> [Selected extract]:
ADR-0024: RML integration for declarative data mapping¶

Status: Accepted (2026-04-19)
Date: 2026-04-17
Extends: ADR-0019 (App surface — ingestion slice)
Relates to: ADR-0009 (Provenance always on), ADR-0021 (Progressive enhancement)
Supersedes: —
Superseded by: —

Context¶

trails.ingest (M10 Phase 1) provides code-driven extractors for document formats: PDF, HTML, Markdown, DOCX, RTF, and plain text. Each extractor is a Python function that returns str; the pipeline then chunks, hashes, and loads the result as Document + Chunk nodes with PROV-O provenance.

This works well for unstructured text, but structured and semi-structured data sources — CSV files, JSON APIs, relational databases, XML feeds — need custom extractor code today. Every new source shape requires a new Python function, a new MIME entry, new tests, and manual triple construction. The cost scales linearly with the number of source schemas an app consumes.

> [Provided records]:
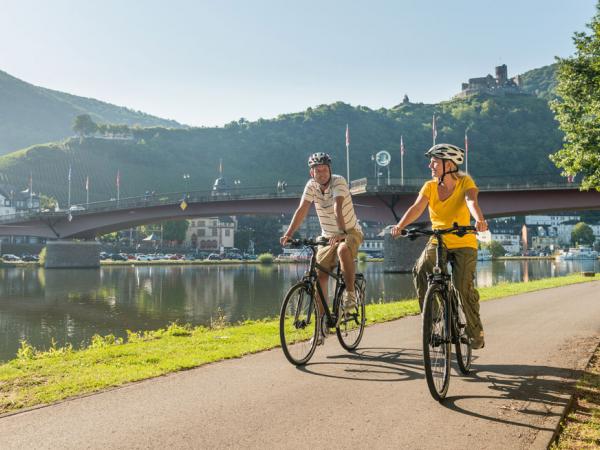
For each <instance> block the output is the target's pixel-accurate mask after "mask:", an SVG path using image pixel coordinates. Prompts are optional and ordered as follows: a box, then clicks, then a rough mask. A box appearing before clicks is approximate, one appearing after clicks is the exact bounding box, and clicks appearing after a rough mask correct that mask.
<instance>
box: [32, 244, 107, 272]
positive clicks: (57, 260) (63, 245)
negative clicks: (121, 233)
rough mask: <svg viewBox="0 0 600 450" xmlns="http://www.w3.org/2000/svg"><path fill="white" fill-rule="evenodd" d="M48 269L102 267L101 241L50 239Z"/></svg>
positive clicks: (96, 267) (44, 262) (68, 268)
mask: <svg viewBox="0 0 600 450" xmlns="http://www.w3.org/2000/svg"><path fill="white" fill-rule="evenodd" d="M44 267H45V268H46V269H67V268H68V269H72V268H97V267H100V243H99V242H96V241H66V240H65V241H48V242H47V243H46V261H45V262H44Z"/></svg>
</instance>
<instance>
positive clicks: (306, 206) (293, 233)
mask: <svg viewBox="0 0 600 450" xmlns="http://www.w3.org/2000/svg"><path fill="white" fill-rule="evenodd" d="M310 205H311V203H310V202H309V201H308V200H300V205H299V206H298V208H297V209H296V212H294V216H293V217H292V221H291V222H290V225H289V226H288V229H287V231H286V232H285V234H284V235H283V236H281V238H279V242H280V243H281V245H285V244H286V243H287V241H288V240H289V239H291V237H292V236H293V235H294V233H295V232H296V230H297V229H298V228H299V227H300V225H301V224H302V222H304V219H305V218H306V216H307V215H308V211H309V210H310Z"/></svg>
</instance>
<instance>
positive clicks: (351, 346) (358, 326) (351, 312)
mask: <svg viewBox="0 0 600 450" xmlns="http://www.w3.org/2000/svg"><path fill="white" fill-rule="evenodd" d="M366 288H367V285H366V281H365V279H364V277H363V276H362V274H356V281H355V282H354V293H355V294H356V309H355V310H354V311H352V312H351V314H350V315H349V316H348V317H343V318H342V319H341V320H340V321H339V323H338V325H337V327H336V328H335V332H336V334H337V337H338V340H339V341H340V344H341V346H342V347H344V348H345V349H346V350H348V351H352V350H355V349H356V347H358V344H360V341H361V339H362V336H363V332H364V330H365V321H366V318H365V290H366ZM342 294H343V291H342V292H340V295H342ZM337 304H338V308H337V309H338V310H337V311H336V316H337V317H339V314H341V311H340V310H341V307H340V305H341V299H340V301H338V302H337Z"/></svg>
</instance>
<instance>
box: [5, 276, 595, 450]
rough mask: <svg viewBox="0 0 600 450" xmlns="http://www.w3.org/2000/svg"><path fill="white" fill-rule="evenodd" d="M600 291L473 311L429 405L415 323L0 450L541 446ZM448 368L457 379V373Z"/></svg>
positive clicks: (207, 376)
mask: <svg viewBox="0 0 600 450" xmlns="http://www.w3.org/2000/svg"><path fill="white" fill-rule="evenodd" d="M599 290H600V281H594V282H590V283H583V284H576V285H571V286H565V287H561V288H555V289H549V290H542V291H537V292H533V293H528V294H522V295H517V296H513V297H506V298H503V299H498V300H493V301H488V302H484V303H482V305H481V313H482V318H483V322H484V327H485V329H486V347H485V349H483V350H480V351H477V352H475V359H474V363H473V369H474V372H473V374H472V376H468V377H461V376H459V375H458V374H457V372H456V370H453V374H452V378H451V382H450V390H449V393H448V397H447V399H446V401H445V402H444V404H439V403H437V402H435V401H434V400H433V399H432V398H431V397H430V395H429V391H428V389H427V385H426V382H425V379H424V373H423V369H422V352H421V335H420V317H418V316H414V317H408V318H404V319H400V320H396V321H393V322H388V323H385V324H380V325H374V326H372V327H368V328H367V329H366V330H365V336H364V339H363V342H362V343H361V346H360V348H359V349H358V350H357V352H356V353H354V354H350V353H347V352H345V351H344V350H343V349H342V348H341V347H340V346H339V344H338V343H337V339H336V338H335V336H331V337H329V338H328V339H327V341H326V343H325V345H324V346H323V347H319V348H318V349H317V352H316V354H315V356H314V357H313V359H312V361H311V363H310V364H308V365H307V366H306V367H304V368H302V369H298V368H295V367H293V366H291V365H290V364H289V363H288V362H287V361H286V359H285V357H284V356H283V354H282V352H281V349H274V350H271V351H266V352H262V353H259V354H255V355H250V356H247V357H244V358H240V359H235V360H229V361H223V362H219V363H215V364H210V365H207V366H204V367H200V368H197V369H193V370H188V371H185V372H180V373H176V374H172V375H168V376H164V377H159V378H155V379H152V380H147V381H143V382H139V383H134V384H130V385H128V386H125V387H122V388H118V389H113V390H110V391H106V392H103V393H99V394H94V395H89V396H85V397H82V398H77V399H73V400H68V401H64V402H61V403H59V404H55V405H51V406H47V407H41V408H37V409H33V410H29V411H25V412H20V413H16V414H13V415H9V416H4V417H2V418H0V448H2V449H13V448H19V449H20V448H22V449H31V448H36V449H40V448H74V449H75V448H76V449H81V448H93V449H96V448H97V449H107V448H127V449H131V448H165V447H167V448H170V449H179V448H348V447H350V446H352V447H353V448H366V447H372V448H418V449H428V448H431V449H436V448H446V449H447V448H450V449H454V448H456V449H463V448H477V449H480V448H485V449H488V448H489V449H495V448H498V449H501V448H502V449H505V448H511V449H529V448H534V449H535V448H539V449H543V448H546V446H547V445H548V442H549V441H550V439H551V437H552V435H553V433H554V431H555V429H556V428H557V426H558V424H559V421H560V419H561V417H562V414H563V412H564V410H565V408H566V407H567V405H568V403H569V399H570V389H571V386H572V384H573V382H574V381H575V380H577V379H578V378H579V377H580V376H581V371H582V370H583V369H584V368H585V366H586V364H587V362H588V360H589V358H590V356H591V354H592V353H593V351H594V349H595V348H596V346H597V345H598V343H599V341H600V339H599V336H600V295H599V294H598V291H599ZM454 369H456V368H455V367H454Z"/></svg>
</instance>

> [Problems and tasks]:
A – Turn the entries, starting at their beginning and ending at the line that contains "negative clicks: (121, 233)", into a Markdown table with the columns Row and Entry line, numbering each row and skipping blank lines. Leave the picture out.
B – Carry on with the decision record on RML integration from where it ends.

> [Answers by task]:
A –
| Row | Entry line |
|---|---|
| 1 | For each <instance> block the output is the target's pixel-accurate mask after "mask:", an SVG path using image pixel coordinates. Prompts are optional and ordered as follows: a box, then clicks, then a rough mask. A box appearing before clicks is approximate, one appearing after clicks is the exact bounding box, and clicks appearing after a rough mask correct that mask. |
| 2 | <instance> |
| 3 | box: [32, 244, 107, 272] |
| 4 | positive clicks: (57, 260) (63, 245) |
| 5 | negative clicks: (121, 233) |

B –
RML (RDF Mapping Language) is a W3C Community Group specification that solves exactly this problem. RML extends R2RML (the W3C standard for relational-to-RDF mapping) to support heterogeneous sources — CSV, JSON (via JSONPath), XML (via XPath), and SQL databases — through declarative mapping rules expressed as RDF (Turtle). A single rml:TriplesMap declares the logical source, an iterator, a subject template, and predicate-object maps that produce RDF triples. No procedural code.

Key properties that make RML a natural fit for Trails:

Declarative. Mappings are data, not code. They can be versioned, diffed, reviewed, and shared without touching Python.
RDF-native. RML mappings are themselves RDF triples. They can live in the KG, be queried with SPARQL, and participate in provenance graphs.
Mature tooling. Morph-KGC is an actively maintained, pip-installable Python RML processor that handles CSV, JSON, XML, and RDBMS sources out of the box.
Progressive enhancement. Simple apps use code extractors and never see RML. Apps that outgrow code extractors add RML mappings incrementally — no mode switch, no migration.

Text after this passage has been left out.